[Excerpts of pointing data]
-*-
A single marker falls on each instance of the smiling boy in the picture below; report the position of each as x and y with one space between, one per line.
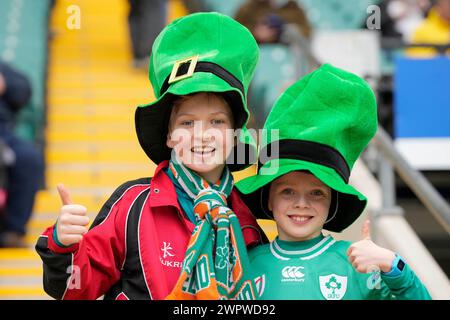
153 234
306 190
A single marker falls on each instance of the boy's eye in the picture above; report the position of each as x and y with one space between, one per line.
217 121
187 123
317 193
287 191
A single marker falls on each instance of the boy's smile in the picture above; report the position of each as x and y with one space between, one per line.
300 203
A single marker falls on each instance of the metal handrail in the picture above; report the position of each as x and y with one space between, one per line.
415 180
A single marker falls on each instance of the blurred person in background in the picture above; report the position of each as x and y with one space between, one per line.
25 173
146 20
435 29
266 19
399 18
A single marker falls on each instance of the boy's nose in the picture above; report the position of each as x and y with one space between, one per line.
301 202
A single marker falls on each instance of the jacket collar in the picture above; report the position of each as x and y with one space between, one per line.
162 191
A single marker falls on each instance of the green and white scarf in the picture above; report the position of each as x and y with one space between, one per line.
216 264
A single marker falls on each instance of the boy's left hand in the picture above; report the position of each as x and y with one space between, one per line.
365 256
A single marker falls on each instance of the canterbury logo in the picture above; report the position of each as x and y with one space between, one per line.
292 273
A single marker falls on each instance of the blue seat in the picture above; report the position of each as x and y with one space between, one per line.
422 111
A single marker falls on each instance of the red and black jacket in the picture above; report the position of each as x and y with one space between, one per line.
135 246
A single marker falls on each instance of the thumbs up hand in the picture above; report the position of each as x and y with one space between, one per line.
365 256
72 221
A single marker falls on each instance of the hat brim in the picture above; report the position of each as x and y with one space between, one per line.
152 119
351 202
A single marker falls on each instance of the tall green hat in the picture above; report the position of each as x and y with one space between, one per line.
324 122
201 52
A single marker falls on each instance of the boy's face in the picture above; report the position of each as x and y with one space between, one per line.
201 134
300 203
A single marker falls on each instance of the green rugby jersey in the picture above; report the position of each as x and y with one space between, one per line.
319 269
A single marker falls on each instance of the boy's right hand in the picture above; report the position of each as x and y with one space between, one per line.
72 221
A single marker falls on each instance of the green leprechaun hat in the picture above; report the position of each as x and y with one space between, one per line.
324 122
201 52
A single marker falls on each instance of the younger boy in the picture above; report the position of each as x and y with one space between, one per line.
200 69
324 122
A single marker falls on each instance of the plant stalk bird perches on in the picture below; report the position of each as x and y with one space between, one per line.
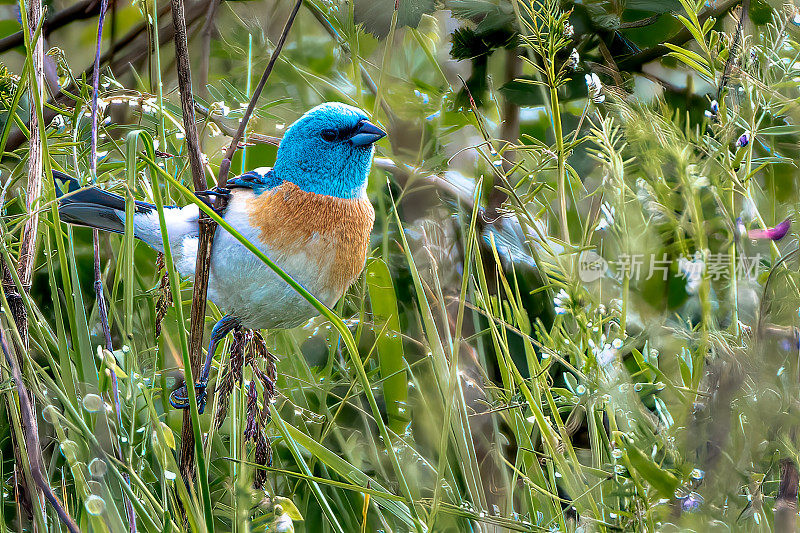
309 213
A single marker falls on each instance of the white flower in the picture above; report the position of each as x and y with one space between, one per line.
561 302
574 59
595 87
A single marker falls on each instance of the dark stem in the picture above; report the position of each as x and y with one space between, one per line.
136 36
29 426
225 166
509 131
735 46
207 229
80 11
98 280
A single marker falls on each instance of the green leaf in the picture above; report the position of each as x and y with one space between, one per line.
389 344
289 508
661 480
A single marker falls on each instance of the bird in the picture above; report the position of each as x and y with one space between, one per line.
309 213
-*-
Without including the pictures, return each record above exactly as it stands.

A single marker falls on each instance of the smiling boy in the picture below; report the position of each as x and y with one space between, one per line.
153 234
306 190
A single marker falls on each instance of the boy's eye in the picture above; report the position of each as x and y with one space between, one per line.
217 121
187 123
317 193
287 191
A single marker falls on each instance of the boy's smile in the picture above; report the position of each as x and y with one space between, one per line.
300 203
A single marker falls on each instance of the metal handrail in the picture above; report the position of each as x and y with one space between, one per line.
415 180
A single marker falls on each instance of the blurred person in background in the picture above; report the position of each as x and y with one space between, one per line.
25 173
146 20
435 29
266 19
399 18
A single marker falls on each instance of the boy's nose in the picture above; report the position of each as x and y with one space between, one per line.
301 202
A single marker falls on each instance of the jacket collar in the picture above; report the position of each as x and y with one space between, one per line.
162 191
A single marker falls on each instance of the green and white scarf in the picture above; report the position of each as x and y with one space between, one per line.
216 264
A single marker falls on each instance of the boy's left hand in the picture above; report the position of each as x and y with one space between, one per line.
365 256
A single marker falls on each instance of the canterbury logo in the picture above; report the position of each as x and y with one space between, one per line.
292 273
A single marker falls on each instance of the blue seat in the picture above; report the position of each as x and y with one space between, one per line.
422 111
A single marker falls on each instance of the red and black jacket in the picture above; report the position of each as x and y with one space between, one per line.
135 246
A single marker falls on each instance of the thumbs up hand in the picture above; report the position of each as x and y with one space between, one per line.
365 256
72 221
A single marker falls on each instance of the hat brim in the picture above; report the position of each as x and y with one space between, one per line.
152 119
351 202
A single marker falls on each instance of the tall green hat in the picture above; report the position of each as x and y with one space between, one per line.
324 122
201 52
A single marker falls on each instance of the boy's face in the picture above; report the position of each as x and y with one space between, one per line.
201 134
300 203
A single marker falls on each instance of the green rugby jersey in the picture above; report the position of each as x and y with one space between, one per line.
319 269
A single marker falls on each instance of the boy's right hand in the picture above; report the position of each as x and y with one space between, one per line.
72 221
A single marker falls on each instance of the green leprechaun hat in the picture above; report the position of each as x and y with one space between, one per line.
324 122
201 52
A single marker falls on each instance of the younger boy in the picture above; report the position of each as x and y with one space between, one per line.
200 69
324 122
A single marker falls on each instance of the plant stalk bird perches on in the picture below; report the position of each as x and y with one space between, one per line.
309 213
A single marker falls on each instance of the white flower in the picture above; report the position of each as x and y with one space between, one per line.
561 302
574 59
595 87
A single marker falls on each instance of the dark stem in the picture above; report the position of each as x and y with one space between, one per line.
136 36
29 426
225 166
509 131
735 46
207 229
80 11
98 280
A single marker falls on each instance of the green leaf in the picture above; report the position of each as x and y with one space between, one per line.
389 344
289 508
661 480
A single marker falls on each instance of the bird in the picture above; report the position of each as x and y with one space between, one per line.
309 213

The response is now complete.